- _Exercise instructions_:
Transcribe, without any alteration, only the lines that begin at the line containing "Point to the open" and run to the last line below.

- _Entries provided_:
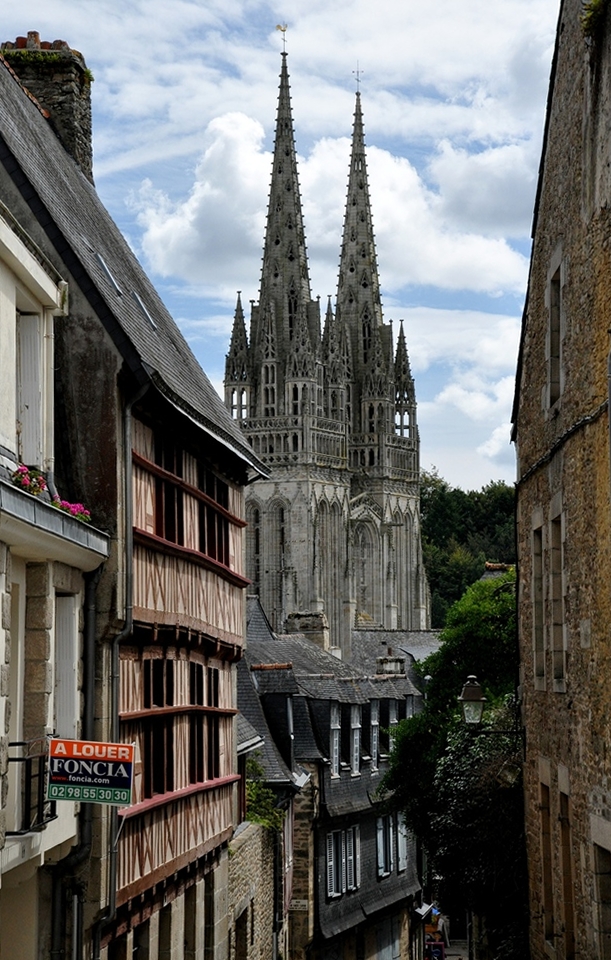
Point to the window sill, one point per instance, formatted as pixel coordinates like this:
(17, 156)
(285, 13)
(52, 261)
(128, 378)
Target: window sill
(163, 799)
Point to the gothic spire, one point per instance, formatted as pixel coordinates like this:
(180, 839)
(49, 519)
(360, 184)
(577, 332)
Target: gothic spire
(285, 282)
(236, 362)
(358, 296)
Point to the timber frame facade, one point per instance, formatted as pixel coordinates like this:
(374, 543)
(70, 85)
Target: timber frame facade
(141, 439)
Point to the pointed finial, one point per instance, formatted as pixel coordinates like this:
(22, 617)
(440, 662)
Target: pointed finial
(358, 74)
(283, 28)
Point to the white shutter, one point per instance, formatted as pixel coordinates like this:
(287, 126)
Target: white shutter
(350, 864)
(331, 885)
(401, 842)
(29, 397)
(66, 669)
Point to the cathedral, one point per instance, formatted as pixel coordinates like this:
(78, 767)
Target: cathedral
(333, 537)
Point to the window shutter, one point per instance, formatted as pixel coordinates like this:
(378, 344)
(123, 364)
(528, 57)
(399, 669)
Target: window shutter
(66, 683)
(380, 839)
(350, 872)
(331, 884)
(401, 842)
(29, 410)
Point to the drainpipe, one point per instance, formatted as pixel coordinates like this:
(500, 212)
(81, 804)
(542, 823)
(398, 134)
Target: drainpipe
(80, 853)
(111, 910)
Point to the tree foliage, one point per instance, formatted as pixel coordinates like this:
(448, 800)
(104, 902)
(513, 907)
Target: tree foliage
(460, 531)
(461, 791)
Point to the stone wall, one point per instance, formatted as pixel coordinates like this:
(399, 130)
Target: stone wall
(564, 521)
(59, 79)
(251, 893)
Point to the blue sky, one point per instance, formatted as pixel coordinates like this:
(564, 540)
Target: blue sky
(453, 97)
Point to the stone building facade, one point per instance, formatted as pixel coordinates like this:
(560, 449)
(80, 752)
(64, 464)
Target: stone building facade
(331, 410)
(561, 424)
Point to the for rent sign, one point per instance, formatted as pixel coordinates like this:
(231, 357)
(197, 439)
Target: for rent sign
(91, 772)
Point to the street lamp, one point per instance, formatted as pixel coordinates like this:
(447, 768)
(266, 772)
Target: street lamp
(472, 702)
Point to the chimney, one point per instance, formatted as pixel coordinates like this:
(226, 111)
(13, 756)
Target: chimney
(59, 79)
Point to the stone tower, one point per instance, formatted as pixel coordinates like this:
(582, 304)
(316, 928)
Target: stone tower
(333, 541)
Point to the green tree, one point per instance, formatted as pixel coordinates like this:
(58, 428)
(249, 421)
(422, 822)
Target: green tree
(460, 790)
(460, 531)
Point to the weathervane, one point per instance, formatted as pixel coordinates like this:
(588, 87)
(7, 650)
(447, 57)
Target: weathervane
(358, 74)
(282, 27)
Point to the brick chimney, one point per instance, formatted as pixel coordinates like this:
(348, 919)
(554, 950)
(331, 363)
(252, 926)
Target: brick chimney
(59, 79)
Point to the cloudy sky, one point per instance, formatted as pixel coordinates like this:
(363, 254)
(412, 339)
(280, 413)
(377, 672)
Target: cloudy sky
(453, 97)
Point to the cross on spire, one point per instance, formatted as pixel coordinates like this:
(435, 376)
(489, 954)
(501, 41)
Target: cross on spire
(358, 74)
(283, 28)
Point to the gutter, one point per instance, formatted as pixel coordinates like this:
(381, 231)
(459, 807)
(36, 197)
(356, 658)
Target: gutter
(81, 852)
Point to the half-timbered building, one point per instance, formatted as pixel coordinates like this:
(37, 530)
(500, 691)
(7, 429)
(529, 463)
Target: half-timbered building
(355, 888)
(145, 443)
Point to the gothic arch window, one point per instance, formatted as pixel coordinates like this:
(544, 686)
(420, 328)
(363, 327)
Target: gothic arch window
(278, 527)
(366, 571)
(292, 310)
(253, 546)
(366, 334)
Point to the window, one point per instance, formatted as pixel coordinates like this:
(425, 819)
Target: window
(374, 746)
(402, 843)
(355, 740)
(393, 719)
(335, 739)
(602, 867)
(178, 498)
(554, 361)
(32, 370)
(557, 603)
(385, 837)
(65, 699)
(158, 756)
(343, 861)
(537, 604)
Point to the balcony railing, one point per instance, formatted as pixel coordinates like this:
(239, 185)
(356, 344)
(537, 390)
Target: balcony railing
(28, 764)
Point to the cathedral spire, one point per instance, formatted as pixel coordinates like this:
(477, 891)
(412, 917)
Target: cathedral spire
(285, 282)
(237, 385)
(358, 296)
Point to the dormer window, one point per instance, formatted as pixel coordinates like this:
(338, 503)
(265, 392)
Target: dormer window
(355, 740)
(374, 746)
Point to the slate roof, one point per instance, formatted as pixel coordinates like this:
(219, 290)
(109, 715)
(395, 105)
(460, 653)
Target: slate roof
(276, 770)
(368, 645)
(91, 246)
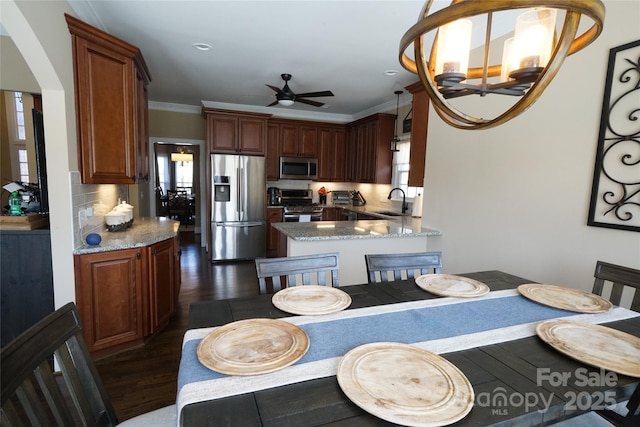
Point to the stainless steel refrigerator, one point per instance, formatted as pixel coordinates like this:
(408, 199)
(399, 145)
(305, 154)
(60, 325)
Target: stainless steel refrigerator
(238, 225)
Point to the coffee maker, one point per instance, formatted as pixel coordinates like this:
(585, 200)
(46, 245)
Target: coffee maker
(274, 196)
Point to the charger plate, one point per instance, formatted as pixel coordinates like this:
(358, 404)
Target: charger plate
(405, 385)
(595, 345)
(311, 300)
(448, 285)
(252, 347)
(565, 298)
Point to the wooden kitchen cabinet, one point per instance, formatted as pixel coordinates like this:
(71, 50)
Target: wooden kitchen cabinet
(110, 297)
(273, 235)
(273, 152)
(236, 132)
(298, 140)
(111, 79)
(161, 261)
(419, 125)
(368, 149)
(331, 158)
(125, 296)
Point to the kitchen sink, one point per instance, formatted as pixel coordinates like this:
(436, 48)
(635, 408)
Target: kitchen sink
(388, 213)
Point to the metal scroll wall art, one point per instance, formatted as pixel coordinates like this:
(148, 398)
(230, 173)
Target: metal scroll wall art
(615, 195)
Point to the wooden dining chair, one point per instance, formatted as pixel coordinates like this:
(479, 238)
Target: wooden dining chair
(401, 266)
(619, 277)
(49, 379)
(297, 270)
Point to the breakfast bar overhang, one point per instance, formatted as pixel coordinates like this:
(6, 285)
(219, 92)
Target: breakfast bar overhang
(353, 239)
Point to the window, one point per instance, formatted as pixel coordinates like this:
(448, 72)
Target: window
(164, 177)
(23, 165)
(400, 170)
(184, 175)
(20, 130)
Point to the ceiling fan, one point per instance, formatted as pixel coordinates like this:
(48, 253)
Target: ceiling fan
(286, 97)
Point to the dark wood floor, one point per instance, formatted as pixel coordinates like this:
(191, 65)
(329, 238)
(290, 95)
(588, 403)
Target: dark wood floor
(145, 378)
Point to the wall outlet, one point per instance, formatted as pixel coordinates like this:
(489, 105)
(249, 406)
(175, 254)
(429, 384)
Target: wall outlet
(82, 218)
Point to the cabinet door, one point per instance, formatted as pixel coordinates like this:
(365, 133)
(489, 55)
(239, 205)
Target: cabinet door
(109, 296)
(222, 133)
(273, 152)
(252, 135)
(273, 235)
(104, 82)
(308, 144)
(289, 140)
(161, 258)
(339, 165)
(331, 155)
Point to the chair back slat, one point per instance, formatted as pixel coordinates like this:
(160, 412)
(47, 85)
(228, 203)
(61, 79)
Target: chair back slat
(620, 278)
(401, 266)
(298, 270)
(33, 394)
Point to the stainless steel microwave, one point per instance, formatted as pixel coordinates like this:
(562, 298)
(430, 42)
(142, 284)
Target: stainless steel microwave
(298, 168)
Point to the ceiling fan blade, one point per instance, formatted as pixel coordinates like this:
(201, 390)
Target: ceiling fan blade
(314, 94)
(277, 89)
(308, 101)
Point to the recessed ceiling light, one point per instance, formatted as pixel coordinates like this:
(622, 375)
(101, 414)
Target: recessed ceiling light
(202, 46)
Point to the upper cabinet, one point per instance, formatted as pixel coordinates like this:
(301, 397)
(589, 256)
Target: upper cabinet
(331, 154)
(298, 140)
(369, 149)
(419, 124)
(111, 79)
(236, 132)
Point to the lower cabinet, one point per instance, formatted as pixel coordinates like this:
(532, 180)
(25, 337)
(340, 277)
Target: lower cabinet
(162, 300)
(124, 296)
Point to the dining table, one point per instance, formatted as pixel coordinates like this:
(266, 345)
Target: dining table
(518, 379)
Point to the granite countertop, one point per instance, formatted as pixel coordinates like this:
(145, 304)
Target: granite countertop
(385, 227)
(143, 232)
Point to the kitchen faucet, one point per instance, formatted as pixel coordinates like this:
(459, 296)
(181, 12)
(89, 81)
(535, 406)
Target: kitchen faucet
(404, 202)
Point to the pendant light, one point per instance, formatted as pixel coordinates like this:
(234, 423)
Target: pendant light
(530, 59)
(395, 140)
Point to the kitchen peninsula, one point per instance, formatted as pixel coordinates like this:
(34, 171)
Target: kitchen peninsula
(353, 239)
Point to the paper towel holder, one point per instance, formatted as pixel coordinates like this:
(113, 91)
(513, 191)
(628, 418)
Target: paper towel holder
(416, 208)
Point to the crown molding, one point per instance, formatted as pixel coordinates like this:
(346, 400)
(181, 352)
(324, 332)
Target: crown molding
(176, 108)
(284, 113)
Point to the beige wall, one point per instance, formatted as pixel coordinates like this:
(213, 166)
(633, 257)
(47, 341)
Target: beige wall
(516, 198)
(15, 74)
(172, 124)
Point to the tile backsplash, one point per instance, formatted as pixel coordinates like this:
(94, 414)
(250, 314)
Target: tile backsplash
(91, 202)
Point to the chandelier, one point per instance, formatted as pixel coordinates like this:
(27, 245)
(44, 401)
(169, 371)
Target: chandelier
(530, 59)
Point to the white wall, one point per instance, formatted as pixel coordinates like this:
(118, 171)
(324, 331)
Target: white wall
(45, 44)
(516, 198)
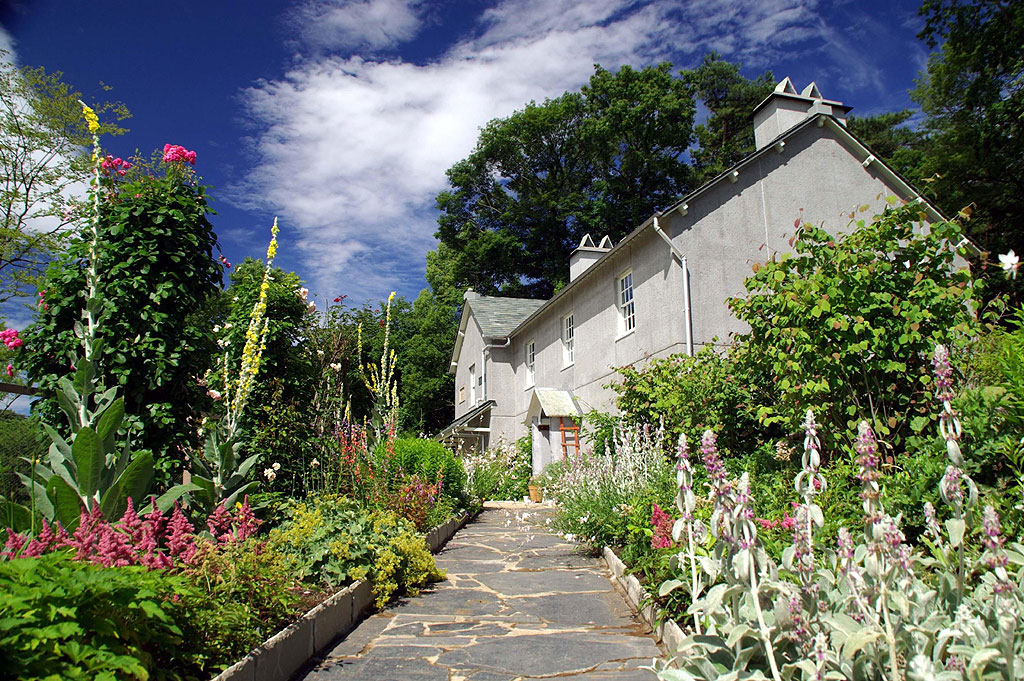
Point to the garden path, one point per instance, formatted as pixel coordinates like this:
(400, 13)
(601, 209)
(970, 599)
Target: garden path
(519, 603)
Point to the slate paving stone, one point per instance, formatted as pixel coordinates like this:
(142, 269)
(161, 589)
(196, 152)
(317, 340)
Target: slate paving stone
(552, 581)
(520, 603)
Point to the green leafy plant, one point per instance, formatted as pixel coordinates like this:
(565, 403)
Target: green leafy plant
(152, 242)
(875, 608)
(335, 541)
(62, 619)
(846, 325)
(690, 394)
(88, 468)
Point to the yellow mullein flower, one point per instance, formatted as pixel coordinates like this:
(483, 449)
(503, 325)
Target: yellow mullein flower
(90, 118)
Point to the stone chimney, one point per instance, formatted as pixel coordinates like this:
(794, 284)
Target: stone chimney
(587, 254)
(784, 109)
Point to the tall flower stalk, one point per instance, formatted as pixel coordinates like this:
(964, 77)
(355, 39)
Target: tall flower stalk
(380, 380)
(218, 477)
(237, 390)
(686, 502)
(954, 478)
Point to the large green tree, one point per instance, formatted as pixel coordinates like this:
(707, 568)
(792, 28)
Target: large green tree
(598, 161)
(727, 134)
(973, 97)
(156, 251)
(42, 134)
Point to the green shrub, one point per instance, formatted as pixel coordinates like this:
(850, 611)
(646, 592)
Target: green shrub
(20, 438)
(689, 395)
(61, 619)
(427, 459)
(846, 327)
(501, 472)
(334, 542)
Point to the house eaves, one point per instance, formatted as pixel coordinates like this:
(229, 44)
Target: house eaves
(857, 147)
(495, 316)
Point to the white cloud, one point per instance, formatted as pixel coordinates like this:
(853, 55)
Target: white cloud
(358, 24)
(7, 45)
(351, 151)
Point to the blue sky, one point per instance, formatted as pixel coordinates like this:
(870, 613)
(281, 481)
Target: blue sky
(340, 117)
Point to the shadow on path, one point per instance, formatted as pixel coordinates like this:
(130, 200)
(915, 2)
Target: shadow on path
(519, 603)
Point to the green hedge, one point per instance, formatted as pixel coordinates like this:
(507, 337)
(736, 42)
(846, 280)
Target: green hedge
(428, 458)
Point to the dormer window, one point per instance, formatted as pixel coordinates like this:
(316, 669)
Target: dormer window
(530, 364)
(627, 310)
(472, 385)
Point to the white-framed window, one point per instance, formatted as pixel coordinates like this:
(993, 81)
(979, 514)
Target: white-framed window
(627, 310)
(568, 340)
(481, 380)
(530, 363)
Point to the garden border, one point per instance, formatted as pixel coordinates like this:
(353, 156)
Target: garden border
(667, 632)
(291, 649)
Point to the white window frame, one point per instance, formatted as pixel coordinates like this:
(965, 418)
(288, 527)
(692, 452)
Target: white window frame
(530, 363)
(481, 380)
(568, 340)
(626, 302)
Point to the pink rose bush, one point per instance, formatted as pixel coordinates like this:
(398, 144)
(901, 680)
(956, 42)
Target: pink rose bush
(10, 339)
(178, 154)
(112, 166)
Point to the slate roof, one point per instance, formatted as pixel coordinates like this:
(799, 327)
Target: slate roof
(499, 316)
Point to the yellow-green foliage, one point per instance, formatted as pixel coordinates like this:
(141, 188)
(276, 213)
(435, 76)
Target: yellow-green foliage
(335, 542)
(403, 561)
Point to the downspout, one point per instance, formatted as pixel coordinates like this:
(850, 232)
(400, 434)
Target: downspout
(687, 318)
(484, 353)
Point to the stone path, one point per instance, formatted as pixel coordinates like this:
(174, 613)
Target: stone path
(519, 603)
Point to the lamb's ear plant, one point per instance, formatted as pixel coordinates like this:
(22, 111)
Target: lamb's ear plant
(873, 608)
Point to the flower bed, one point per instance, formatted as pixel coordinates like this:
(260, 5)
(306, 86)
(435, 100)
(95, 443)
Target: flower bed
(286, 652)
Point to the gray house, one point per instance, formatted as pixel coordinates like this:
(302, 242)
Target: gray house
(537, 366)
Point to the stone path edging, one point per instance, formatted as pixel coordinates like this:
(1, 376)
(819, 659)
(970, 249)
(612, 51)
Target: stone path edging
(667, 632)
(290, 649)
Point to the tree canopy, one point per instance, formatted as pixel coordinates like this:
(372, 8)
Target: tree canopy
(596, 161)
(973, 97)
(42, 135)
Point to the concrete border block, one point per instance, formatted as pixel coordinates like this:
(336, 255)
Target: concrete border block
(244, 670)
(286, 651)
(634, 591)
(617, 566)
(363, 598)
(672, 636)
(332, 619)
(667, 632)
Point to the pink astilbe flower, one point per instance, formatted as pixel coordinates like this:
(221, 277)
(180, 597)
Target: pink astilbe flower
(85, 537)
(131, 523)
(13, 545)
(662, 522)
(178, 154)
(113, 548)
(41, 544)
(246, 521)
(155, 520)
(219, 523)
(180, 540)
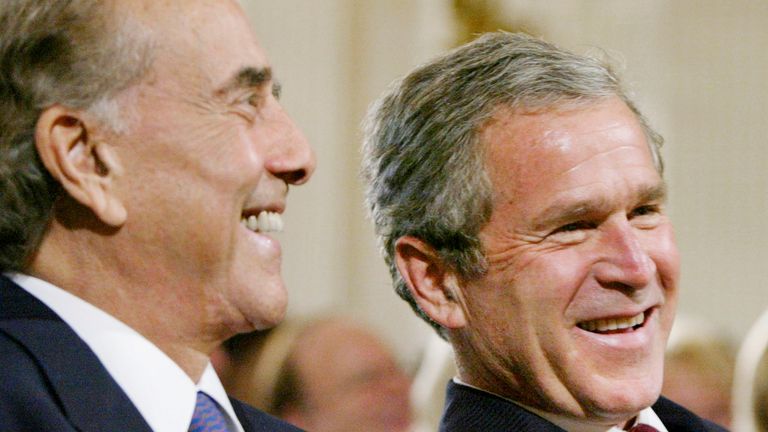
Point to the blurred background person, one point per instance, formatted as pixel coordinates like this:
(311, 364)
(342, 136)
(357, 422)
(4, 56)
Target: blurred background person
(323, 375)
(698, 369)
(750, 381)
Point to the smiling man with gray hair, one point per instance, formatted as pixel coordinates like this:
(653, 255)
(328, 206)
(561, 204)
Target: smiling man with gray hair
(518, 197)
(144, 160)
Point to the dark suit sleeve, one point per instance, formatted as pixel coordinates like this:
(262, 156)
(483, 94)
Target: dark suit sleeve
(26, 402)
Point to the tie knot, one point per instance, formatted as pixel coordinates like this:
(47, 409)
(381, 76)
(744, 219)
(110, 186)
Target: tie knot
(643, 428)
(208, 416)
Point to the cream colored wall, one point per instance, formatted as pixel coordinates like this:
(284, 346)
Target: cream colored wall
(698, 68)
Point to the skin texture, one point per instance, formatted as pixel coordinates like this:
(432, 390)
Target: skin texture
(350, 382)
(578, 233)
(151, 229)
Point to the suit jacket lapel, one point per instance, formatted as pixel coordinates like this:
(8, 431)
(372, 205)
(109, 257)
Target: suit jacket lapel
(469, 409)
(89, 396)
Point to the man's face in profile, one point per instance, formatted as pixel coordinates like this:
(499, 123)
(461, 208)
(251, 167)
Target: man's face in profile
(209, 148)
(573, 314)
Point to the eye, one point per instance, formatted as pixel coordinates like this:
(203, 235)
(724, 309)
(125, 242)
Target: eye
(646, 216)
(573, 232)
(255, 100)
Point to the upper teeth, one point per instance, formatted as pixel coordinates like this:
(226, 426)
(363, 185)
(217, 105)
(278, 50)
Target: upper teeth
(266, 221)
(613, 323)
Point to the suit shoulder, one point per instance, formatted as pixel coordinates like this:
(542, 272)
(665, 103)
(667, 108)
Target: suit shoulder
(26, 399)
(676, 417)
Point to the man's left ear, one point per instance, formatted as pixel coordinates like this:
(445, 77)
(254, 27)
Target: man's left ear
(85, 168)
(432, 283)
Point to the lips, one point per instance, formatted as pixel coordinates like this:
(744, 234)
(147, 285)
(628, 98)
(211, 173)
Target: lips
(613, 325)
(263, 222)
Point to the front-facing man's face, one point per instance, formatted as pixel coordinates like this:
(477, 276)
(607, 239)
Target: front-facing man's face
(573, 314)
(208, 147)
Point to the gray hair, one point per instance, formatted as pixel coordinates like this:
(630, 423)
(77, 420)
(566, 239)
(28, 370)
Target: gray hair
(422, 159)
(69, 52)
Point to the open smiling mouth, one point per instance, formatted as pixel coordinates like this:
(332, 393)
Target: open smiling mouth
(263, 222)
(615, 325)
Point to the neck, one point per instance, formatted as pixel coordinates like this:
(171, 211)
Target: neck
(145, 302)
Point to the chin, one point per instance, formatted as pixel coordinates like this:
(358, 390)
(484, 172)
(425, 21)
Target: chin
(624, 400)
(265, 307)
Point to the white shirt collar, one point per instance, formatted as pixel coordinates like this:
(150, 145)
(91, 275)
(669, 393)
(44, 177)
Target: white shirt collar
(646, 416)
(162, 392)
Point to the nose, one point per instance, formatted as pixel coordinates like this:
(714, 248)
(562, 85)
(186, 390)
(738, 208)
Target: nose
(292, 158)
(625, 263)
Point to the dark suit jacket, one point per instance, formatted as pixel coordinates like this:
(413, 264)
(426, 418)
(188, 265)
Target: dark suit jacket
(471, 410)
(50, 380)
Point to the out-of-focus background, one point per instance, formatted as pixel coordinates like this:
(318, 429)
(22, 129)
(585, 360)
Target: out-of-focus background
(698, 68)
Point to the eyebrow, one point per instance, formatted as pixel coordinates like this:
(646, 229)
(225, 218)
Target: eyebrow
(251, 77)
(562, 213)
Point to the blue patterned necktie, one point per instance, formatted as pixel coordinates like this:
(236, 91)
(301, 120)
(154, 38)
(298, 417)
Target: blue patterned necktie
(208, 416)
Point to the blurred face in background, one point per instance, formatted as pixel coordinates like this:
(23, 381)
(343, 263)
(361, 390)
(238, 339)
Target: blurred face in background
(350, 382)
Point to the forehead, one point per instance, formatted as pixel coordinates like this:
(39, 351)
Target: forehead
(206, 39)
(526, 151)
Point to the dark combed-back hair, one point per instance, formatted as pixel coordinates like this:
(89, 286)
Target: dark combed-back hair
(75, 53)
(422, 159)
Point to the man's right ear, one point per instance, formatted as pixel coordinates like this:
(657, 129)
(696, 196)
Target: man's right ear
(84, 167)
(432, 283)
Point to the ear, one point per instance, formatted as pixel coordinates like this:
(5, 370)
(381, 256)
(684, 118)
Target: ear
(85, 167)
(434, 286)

- _Answer section_:
Point to the open smiling mouth, one point per instance, formatted as pixel coordinates like this:
(332, 393)
Target: open smiling mouth
(263, 222)
(615, 325)
Point to the neck, one point per instance, formatted as pixel coordinates like this:
(171, 211)
Target: neck
(145, 302)
Point to the chin, one point per instance, formatted as pixel coordinates like this:
(358, 390)
(484, 172)
(425, 21)
Target: chin
(624, 400)
(265, 307)
Point to the white shirt collar, one point per instance, formatted as pixel coordinates like this:
(150, 145)
(91, 275)
(669, 393)
(44, 177)
Target: white shirt collar
(646, 416)
(162, 392)
Point to the nose, one point per instance, formatted as pixel coordinates like this:
(714, 248)
(562, 85)
(186, 390)
(738, 208)
Target: nose
(292, 158)
(625, 263)
Point to the dark suit jacket, one point per instance, formatted as pixel coordinates like this:
(413, 264)
(426, 418)
(188, 265)
Target: dark suit jacket
(471, 410)
(50, 380)
Point to the out-of-focus background, one point per instance, formatted as pixel coordinates like this:
(318, 429)
(22, 129)
(585, 360)
Target: out-of-focus background
(698, 68)
Point to the eyebrow, one point per instance, formatted as pixel coordinates like this:
(646, 229)
(225, 218)
Target: eyebrow
(251, 77)
(562, 213)
Point to the blue patterned necktie, one point per instance, formatted as pixel coordinates like this:
(236, 91)
(301, 120)
(154, 38)
(298, 417)
Target: blue patterned necktie
(208, 416)
Point to the blurred face in background, one point per instance, formatted as pixel coordinates like this:
(23, 381)
(343, 263)
(361, 390)
(238, 339)
Target: blurred face in background
(350, 382)
Point to the forehead, one point per instance, formatted as pixel coordinates like this:
(39, 351)
Target: forehead
(206, 39)
(526, 151)
Point to the dark combed-back hair, one point per instance, formatted as pixel coordinates like this:
(89, 286)
Target: dark combed-back hair
(75, 53)
(422, 159)
Point to the man's right ear, one point per instance, formatted as pixel coordinates like this:
(657, 129)
(696, 196)
Target: man's right ear
(84, 167)
(432, 283)
Point to the ear, one point per instance, formatted as pixel coordinates like this:
(5, 370)
(381, 256)
(684, 118)
Target: ear
(85, 167)
(434, 286)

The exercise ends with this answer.